• _What the task requires_: Exactly reproduce the lines from the one holding "Challenge: find the tree" through the final line of the listing below, with both ends included and nothing else.

• _Extracted records_:
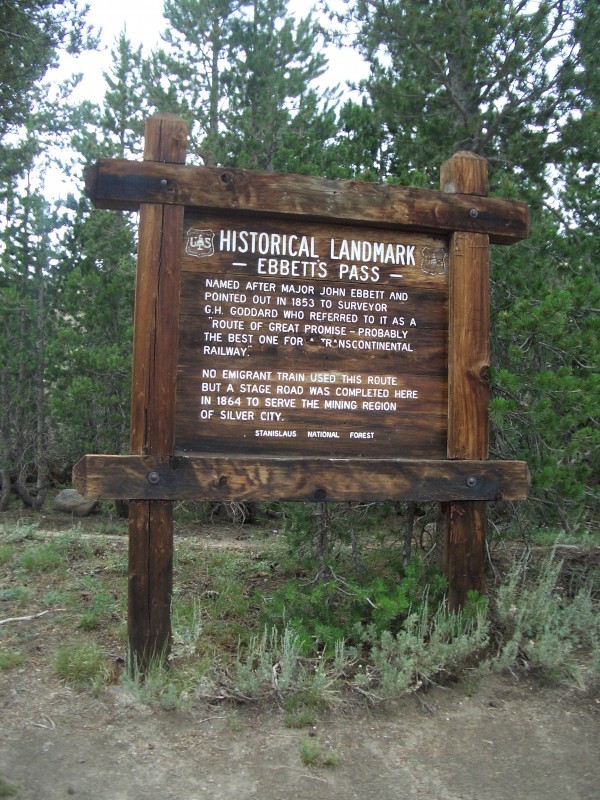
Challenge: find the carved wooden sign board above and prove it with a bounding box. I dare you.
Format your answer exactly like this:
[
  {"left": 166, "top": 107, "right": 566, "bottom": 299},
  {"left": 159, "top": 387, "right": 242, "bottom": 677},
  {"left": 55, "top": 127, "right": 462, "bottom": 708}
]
[
  {"left": 74, "top": 115, "right": 530, "bottom": 666},
  {"left": 177, "top": 213, "right": 448, "bottom": 459}
]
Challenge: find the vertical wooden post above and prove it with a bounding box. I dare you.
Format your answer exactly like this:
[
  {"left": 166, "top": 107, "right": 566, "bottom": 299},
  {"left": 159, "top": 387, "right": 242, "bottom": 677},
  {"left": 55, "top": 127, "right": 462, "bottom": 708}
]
[
  {"left": 440, "top": 151, "right": 490, "bottom": 609},
  {"left": 128, "top": 114, "right": 188, "bottom": 671}
]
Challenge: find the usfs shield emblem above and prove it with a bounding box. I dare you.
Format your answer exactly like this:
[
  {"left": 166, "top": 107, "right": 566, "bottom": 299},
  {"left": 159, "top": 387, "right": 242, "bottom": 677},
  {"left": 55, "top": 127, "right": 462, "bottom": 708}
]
[{"left": 186, "top": 228, "right": 215, "bottom": 258}]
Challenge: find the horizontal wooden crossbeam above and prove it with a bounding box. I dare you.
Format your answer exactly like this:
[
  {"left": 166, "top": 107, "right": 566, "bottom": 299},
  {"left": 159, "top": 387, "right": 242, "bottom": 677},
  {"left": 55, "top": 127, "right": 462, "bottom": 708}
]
[
  {"left": 85, "top": 159, "right": 530, "bottom": 245},
  {"left": 73, "top": 454, "right": 529, "bottom": 503}
]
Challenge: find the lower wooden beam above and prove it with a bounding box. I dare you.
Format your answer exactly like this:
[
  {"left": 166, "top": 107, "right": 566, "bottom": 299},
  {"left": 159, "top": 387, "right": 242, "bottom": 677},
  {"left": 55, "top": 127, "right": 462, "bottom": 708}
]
[{"left": 73, "top": 454, "right": 529, "bottom": 503}]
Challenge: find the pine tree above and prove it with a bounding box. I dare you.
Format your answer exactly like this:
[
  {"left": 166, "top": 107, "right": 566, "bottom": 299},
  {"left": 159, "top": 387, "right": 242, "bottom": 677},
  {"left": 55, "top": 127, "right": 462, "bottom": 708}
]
[
  {"left": 225, "top": 0, "right": 330, "bottom": 171},
  {"left": 0, "top": 154, "right": 58, "bottom": 509},
  {"left": 101, "top": 32, "right": 150, "bottom": 159},
  {"left": 47, "top": 35, "right": 142, "bottom": 467},
  {"left": 0, "top": 1, "right": 96, "bottom": 508},
  {"left": 153, "top": 0, "right": 334, "bottom": 172},
  {"left": 344, "top": 0, "right": 571, "bottom": 191},
  {"left": 47, "top": 202, "right": 136, "bottom": 466},
  {"left": 148, "top": 0, "right": 248, "bottom": 166},
  {"left": 340, "top": 0, "right": 599, "bottom": 530},
  {"left": 0, "top": 1, "right": 97, "bottom": 182}
]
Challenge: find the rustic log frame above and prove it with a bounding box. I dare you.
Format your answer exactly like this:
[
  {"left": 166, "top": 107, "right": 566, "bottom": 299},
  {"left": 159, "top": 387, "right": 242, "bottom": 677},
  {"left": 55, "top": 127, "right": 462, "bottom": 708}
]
[
  {"left": 126, "top": 115, "right": 188, "bottom": 669},
  {"left": 75, "top": 114, "right": 530, "bottom": 667},
  {"left": 85, "top": 157, "right": 529, "bottom": 245},
  {"left": 442, "top": 152, "right": 493, "bottom": 609},
  {"left": 74, "top": 455, "right": 529, "bottom": 503}
]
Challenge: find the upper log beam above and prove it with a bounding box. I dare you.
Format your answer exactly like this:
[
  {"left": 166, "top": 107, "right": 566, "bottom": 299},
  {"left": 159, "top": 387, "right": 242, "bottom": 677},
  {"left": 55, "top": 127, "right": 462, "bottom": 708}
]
[{"left": 84, "top": 159, "right": 530, "bottom": 245}]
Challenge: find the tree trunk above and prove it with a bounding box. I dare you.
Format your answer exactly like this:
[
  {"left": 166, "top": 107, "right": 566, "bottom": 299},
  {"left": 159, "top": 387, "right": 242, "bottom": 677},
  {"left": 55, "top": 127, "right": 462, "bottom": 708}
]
[{"left": 315, "top": 501, "right": 331, "bottom": 580}]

• _Solved problem_:
Challenge: find the tree trunk above and prove it with a bounding box. I dare you.
Format your answer exactly like this:
[
  {"left": 166, "top": 107, "right": 566, "bottom": 299},
  {"left": 159, "top": 387, "right": 242, "bottom": 677},
  {"left": 55, "top": 127, "right": 462, "bottom": 708}
]
[{"left": 315, "top": 501, "right": 331, "bottom": 580}]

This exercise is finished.